COMPITO SCRITTO 1: Riscrivi il passo del brano sull'affresco di Massa Marittima da "Certo: è del" a "Bernardino degli Albizzeschi.".

Sostiene Maria Gimbutas

Certo: è del tutto plausibile che dietro all'albero carico di falli riprodotto sulle Fonti dell'Abbondanza vi sia tutto questo complesso back – ground culturale, verosimilmente trasmesso attraverso la tradizione etrusca – radicata fin da epoca remota in zona, come attesta l'abitato minerario dell'Accesa, risalente almeno alla fine del VII secolo a.C. – e saldamente mantenuta, nonostante l'opera di evangelizzazione intervenuta dopo Costantino, ancora in pieno medioevo, come denunciava, a metà del XV secolo, il massetano-senese Bernardino degli Albizzeschi.

D'altra parte il tema della fertilità legata a simboli fallici rientra in quella, diffusa nell'area mediterranea e non solo, che la antropologa M. Gimbutas definisce "colonna della vita", ossia la "incarnazione della misteriosa forza vitale, il legame tra il non essere e l'essere. Si credeva che tale nucleare forza di vita", aggiunge appunto la Gimbutas, "fosse inerente all'uovo, al serpente, all'acqua ed al corpo della Dea, nella fattispecie al suo utero, che si concretizza in una grotta, una cripta sotterranea o una struttura megalitica". (M. Gimbutas, Il linguaggio della Dea). Gli esempi di grotte-utero corredate di falli, in argilla, d'osso o semplicemente dipinti in area mediterranea sono innumerevoli. Spiccano,tra i tanti la statuetta di Savignano sul Rubicone, in Emilia, risalente al Gravettiano (20.000 a.C.?) dalla forma femminile con la testa fallica; e la figura in calcare con caratteristiche maschili e femminili proveniente da Limassol, Cipro, e risalente al 3000 a.C. Da sottolineare la ricorrenza simbolica, registrata appunto anche a Massa Marittima, del rapporto tra acqua e fallo, con la straordinaria suggestione, non ignota alla simbologia cristiana, della grotta ...

Dall'Inghilterra una nuova strada

Ma non tutti la pensano come Alessandro Bagnoli. Ci sono infatti anche altre interpretazioni sul conto dell'albero massetano, come quella proposta dall'inglese George Ferzoco, direttore del Centro di studi toscani della Università di Leicester. "Coloro che hanno affermato che" l'affresco della fecondità "sia un simbolo di fertilità si sono basati, in maniera naturale e comprensibile, sull'immagine dei falli visibili sull'albero e sul fatto che sin dai tempi dei Romani e degli Etruschi, il pene era considerato un simbolo di fortuna e fertilità ..." Nonostante questo è appunto possibile un'altra, diversa, interpretazione. Infatti, "abbiamo l'immagine di due donne che sembrano nel bel mezzo di una colluttazione per impossessarsi di uno di questi peni, quindi questo presunto simbolo di fertilità che dovrebbe portare vita e bontà, in effetti è causa di conflitti ... In modo ancora più significativo, c'è una donna sulla sinistra del murale, in piedi in quella che io definisco la posa ‘Lady Di' ... ti rendi conto che uno di questi peni la sta sodomizzando. Non si può rimanere in cinta tramite la sodomia, è quanto di peggio nel campo della non-fertilità. C'è qualcosa in questo murale che sovverte le nozioni di fertilità." E il messaggio della non fertilità sarebbe confermato dalla presenza dell'Aquila Imperiale, simbolo Ghibellino che, in quanto rimasto dopo l'ascesa Guelfa, avrebbe un solo significato, quello "di indurre nell'osservatore una sorta di relazione fra ciò che è innaturale e cattivo da una parte e il partito dei Ghibellini dall'altra." (G. Ferzoco, Il murale di Massa marittima)

RECORD DELL'ESERCIZIO:
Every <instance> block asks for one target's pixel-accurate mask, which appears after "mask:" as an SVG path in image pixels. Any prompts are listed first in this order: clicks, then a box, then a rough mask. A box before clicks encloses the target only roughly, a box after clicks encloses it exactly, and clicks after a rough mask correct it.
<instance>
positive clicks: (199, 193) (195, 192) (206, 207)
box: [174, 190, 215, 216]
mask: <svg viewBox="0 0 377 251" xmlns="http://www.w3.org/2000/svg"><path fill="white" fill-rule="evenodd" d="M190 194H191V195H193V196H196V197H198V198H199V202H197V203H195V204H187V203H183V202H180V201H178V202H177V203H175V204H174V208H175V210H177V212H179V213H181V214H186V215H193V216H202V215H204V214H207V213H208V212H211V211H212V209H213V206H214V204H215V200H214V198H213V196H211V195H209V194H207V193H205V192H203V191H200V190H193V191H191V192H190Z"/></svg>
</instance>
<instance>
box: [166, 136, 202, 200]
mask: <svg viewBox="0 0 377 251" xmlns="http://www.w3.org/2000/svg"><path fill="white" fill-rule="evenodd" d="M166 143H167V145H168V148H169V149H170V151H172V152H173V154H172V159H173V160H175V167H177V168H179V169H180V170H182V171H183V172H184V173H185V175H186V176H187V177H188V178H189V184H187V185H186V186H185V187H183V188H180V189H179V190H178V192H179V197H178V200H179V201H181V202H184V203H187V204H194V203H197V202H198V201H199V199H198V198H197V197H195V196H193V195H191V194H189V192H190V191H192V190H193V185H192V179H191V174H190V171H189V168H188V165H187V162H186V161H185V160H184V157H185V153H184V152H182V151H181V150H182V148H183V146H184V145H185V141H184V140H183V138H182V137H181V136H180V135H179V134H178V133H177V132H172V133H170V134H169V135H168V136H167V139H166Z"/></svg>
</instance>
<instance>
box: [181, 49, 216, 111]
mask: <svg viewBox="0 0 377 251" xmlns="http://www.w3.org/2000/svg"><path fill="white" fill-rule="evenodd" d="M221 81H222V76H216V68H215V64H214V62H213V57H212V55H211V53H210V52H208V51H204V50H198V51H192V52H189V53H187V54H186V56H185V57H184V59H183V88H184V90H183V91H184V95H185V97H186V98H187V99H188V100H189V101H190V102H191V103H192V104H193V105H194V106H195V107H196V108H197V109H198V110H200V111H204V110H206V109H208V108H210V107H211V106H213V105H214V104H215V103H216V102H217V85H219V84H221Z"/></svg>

COMPITO SCRITTO 2: Individua nei record tutte le righe in cui compare la parola "accurate" e ricopiale.

SOLUZIONE SCRITTA 1:
Certo: è del tutto plausibile che dietro all'albero carico di falli riprodotto sulle Fonti dell'Abbondanza vi sia tutto questo complesso back – ground culturale, verosimilmente trasmesso attraverso la tradizione etrusca – radicata fin da epoca remota in zona, come attesta l'abitato minerario dell'Accesa, risalente almeno alla fine del VII secolo a.C. – e saldamente mantenuta, nonostante l'opera di evangelizzazione intervenuta dopo Costantino, ancora in pieno medioevo, come denunciava, a metà del XV secolo, il massetano-senese Bernardino degli Albizzeschi.

SOLUZIONE SCRITTA 2:
Every <instance> block asks for one target's pixel-accurate mask, which appears after "mask:" as an SVG path in image pixels. Any prompts are listed first in this order: clicks, then a box, then a rough mask. A box before clicks encloses the target only roughly, a box after clicks encloses it exactly, and clicks after a rough mask correct it.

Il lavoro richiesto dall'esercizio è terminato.